■ Task statement
Change every "player-spacing chart" in the rows below to "location chart", leaving everything else as it is, and write out all the rows again without the pictures.

** Start Supplied records **

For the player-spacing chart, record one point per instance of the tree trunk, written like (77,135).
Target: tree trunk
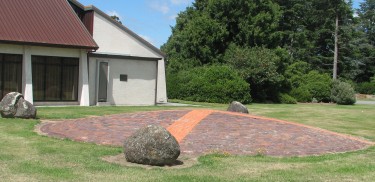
(335,58)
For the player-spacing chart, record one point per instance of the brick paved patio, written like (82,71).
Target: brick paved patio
(205,131)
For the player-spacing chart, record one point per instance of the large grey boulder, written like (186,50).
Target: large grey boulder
(152,145)
(237,107)
(13,105)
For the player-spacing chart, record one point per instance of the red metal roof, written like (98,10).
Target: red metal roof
(43,22)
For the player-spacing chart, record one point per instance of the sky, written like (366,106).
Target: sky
(150,19)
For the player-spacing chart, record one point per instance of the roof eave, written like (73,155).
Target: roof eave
(121,26)
(49,45)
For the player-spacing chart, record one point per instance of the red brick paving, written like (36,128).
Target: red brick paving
(218,132)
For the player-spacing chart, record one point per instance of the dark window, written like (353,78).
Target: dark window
(103,81)
(55,78)
(10,73)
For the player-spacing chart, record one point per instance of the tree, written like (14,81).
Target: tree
(204,31)
(259,67)
(366,40)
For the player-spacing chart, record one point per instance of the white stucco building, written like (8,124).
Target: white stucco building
(59,52)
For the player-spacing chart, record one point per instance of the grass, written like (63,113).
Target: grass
(26,156)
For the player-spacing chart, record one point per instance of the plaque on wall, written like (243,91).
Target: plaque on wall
(124,78)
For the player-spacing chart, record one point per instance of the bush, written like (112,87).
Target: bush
(343,93)
(313,85)
(216,84)
(366,88)
(319,85)
(301,94)
(259,67)
(287,99)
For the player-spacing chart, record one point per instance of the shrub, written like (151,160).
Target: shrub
(301,94)
(312,85)
(319,85)
(366,88)
(287,99)
(259,67)
(343,93)
(217,84)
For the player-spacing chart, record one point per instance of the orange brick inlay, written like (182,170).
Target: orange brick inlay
(183,126)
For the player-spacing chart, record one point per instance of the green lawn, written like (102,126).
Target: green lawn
(26,156)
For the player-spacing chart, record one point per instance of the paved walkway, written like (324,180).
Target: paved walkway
(205,131)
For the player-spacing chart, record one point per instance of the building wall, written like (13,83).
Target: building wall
(38,50)
(28,51)
(140,89)
(114,40)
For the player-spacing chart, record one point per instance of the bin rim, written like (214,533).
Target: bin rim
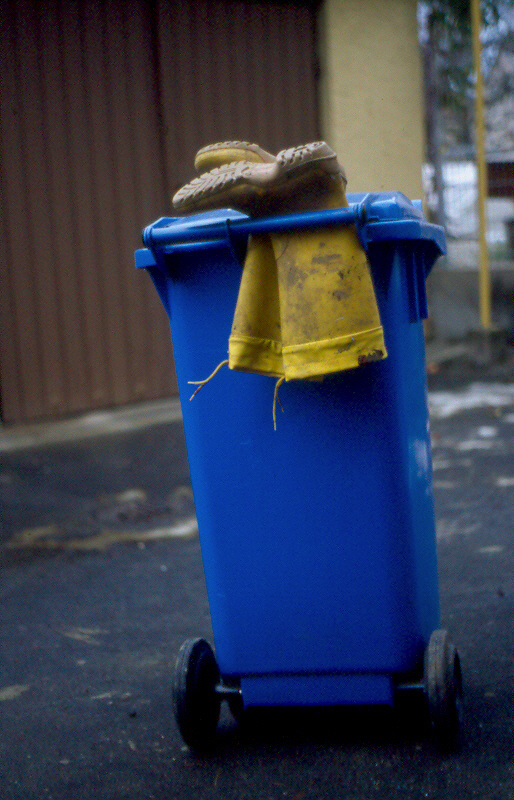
(378,217)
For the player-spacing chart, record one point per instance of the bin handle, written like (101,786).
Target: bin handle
(184,233)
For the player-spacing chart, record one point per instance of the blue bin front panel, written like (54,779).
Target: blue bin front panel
(318,538)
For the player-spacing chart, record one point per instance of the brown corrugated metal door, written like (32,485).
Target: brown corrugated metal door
(103,105)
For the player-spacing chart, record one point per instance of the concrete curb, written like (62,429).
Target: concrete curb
(96,423)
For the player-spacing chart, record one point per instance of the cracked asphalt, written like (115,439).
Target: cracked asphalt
(102,581)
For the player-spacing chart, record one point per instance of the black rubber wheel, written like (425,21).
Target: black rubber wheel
(443,687)
(196,703)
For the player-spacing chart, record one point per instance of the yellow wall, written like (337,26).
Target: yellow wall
(371,92)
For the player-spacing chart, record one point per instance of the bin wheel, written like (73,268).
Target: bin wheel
(196,703)
(443,688)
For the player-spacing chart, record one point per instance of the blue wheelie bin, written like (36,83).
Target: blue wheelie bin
(317,538)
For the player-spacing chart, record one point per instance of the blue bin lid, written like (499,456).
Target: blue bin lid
(379,217)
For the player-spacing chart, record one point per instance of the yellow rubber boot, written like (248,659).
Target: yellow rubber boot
(328,311)
(255,343)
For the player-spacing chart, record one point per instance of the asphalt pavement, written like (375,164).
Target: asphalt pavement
(102,580)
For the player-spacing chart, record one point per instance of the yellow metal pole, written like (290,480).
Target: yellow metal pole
(485,277)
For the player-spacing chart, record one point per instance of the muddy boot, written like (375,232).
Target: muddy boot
(215,155)
(261,188)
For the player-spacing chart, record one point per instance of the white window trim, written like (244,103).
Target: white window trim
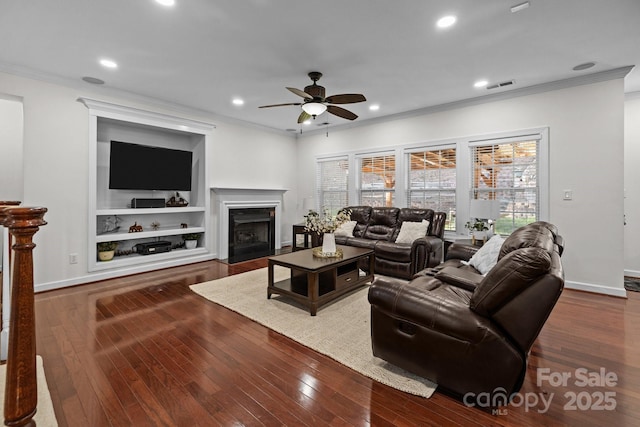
(463,178)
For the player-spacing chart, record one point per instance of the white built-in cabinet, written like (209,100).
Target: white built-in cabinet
(108,207)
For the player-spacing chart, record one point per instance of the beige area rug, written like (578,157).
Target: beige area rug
(340,330)
(45,416)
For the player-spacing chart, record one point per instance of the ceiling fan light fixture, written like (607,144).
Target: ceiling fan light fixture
(314,108)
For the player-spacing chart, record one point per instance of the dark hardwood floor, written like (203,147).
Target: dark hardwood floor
(145,350)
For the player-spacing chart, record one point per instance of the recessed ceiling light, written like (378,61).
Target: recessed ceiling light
(584,66)
(108,63)
(93,80)
(446,21)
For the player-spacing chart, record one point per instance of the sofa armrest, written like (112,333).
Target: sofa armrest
(460,277)
(428,303)
(461,251)
(433,251)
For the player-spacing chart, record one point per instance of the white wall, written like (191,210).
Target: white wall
(56,134)
(586,156)
(586,152)
(632,184)
(11,149)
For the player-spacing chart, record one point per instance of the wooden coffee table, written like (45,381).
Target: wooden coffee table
(314,281)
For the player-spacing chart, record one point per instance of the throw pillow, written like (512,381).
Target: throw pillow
(346,229)
(410,231)
(487,256)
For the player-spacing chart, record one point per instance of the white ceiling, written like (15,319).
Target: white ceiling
(203,53)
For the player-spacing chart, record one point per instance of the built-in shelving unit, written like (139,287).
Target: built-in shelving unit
(110,212)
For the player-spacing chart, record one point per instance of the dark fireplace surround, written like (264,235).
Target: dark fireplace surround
(252,233)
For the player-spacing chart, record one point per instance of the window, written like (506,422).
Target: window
(432,182)
(508,172)
(377,180)
(333,188)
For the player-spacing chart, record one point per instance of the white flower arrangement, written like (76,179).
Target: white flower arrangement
(325,223)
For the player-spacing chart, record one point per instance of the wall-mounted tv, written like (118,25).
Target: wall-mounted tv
(141,167)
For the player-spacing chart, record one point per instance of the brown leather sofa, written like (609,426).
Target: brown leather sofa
(467,332)
(377,229)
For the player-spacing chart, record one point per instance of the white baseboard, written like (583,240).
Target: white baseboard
(632,273)
(95,277)
(598,289)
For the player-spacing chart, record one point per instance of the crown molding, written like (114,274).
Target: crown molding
(616,73)
(122,95)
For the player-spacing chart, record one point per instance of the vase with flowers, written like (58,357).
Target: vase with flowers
(324,225)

** End Supplied records **

■ The output
For the location chart, record one point per instance of the tree trunk, written like (77,135).
Target: tree trunk
(335,58)
For the location chart, record one point per instance of the brick paved patio, written like (82,71).
Target: brick paved patio
(205,131)
For the location chart, record one point per instance of the large grey boulder, written like (186,50).
Target: large grey boulder
(152,145)
(237,107)
(13,105)
For the location chart, record one point per instance of the red metal roof, written like (98,10).
Target: red metal roof
(43,22)
For the location chart, record one point per instance of the sky, written like (366,106).
Target: sky
(150,19)
For the location chart, record one point per instance of the roof eave, written like (73,155).
Target: roof eave
(121,26)
(49,45)
For the location chart, record one point per instance of the red brick paving, written like (36,128).
Target: red brick paving
(218,132)
For the location chart, record one point per instance of the dark window, written like (353,78).
Target: dark window
(103,81)
(55,78)
(10,73)
For the location chart, record one point per instance of the tree, written like (14,81).
Target: tree
(204,31)
(259,67)
(366,40)
For the location chart, record one point per instance of the white stucco building, written like (8,124).
Target: white stucco building
(59,52)
For the location chart, record one point per instance of the grass, written like (63,113).
Target: grass
(26,156)
For the location chart, record one point per instance of the plaque on wall, written like (243,91).
Target: plaque on wall
(124,78)
For the location chart, record one point per instance of the bush, written like (112,87).
Target: bush
(343,93)
(313,85)
(216,84)
(366,88)
(319,85)
(301,94)
(259,67)
(287,99)
For the location chart, record one point per instance of the shrub, written like (151,160).
Target: shrub
(301,94)
(312,85)
(319,85)
(366,88)
(287,99)
(259,67)
(343,93)
(217,84)
For the location chart, record one point per instance of the orange brick inlay, written like (182,170).
Target: orange brick inlay
(183,126)
For the location chart, record one point per instance of the green lawn, written like (102,126).
Target: green lawn
(26,156)
For the location chart, record one point per instance of the paved walkway, written like (324,180).
Target: paved walkway
(205,131)
For the location chart, record one point per instance of the building wall, written like (13,83).
Target: building wall
(38,50)
(28,51)
(140,89)
(114,40)
For the location chart, record one point per instance of the bin rim, written like (214,533).
Target: bin rim
(378,217)
For the location chart, record one point per instance of the bin handle, written like (101,786).
Target: bin handle
(184,233)
For the location chart, record one point per instance of the blue bin front panel, written like (54,779).
Target: blue bin front panel
(318,538)
For the location chart, record one point per instance of the brown corrugated metal door, written like (32,485).
Target: brown corrugated metal door
(103,105)
For the location chart, record one point per instance of the concrete curb, written like (62,429).
Target: concrete curb
(96,423)
For the location chart, record one point per instance of the cracked asphalt, written like (115,439).
Target: cracked asphalt
(102,581)
For the location chart, record one point per instance of the black rubber wheel, written like (425,21).
Target: black rubber wheel
(443,687)
(196,703)
For the location chart, record one point per instance of the yellow wall, written like (337,26).
Target: yellow wall
(371,92)
For the location chart, record one point per instance of the bin wheel, written like (73,268).
Target: bin wheel
(196,703)
(443,688)
For the location chart, record one point per instance of the blue wheelie bin, written like (36,83).
Target: blue wheelie bin
(317,538)
For the location chart, record one point per instance of the blue bin lid, written like (499,456).
Target: blue bin lid
(379,217)
For the location chart, record one point per instance of the yellow rubber boot, written like (248,659).
Target: yellow rubber boot
(328,311)
(255,343)
For the location chart, record one point per instance of the asphalt pavement, written like (375,164).
Target: asphalt pavement
(102,580)
For the location chart, record one point per instance of the yellow metal pole, written like (290,480).
Target: yellow metal pole
(485,277)
For the location chart, record one point per instance of the muddy boot, written like (375,232).
Target: muddy boot
(215,155)
(261,188)
For the location chart, record one point per instance of the white window trim, written like (244,103).
Target: white window trim
(463,178)
For the location chart, record one point per instance of the white built-in cabinet, written like (209,100).
Target: white built-in cabinet
(108,207)
For the location chart, record one point per instance of the beige area rug, written like (578,157).
Target: beige area rug
(340,330)
(45,416)
For the location chart, record one point per instance of the ceiling fan light fixture, written like (607,144).
Target: ceiling fan light fixture
(314,108)
For the location chart, record one point per instance of the dark hardwood floor, written like (203,147).
Target: dark hardwood floor
(145,350)
For the location chart, record one point per instance of the recessed ceiling light, written like (378,61).
Target: recessed ceiling light
(584,66)
(108,63)
(93,80)
(446,21)
For the location chart, record one point per instance of the sofa armrest, written like (112,333).
Target: sofa armrest
(460,277)
(428,303)
(461,251)
(433,251)
For the location chart, record one point per instance of the white wall, written like (191,210).
Target: white wall
(56,134)
(586,156)
(586,152)
(632,184)
(11,149)
For the location chart, record one point per instance of the wooden coffee table, written like (45,381).
Target: wooden coffee table
(314,281)
For the location chart, record one point per instance of the throw pillow, written like (512,381).
Target: throw pillow
(346,229)
(410,231)
(487,256)
For the location chart, record one point per instance of the white ceiling, written like (15,319).
Target: white ceiling
(203,53)
For the location chart, record one point per instance of the built-in shelving unit, written like (139,287).
Target: built-in shelving unit
(110,212)
For the location chart, record one point per instance of the dark fireplace surround, written like (264,235).
Target: dark fireplace surround
(252,233)
For the location chart, record one point per instance of the window, written like (506,422).
Target: window
(432,182)
(508,172)
(377,180)
(333,188)
For the location chart, record one point per instance of the white flower arrangement, written like (76,179).
Target: white flower arrangement
(325,223)
For the location chart, record one point per instance of the wall-mounted tv, written like (118,25).
Target: wall-mounted tv
(141,167)
For the location chart, record one point per instance of the brown leather sofa, written like (609,426).
Target: brown leather sofa
(467,332)
(377,229)
For the location chart, record one point per instance of the white baseboard, written like (583,240).
Target: white baseboard
(632,273)
(95,277)
(598,289)
For the location chart, record one point per instance of the crown molding, written like (114,274).
Target: crown molding
(616,73)
(122,95)
For the location chart, record one point per instance of the vase with flowers, written like (58,357).
Target: vase with flowers
(324,225)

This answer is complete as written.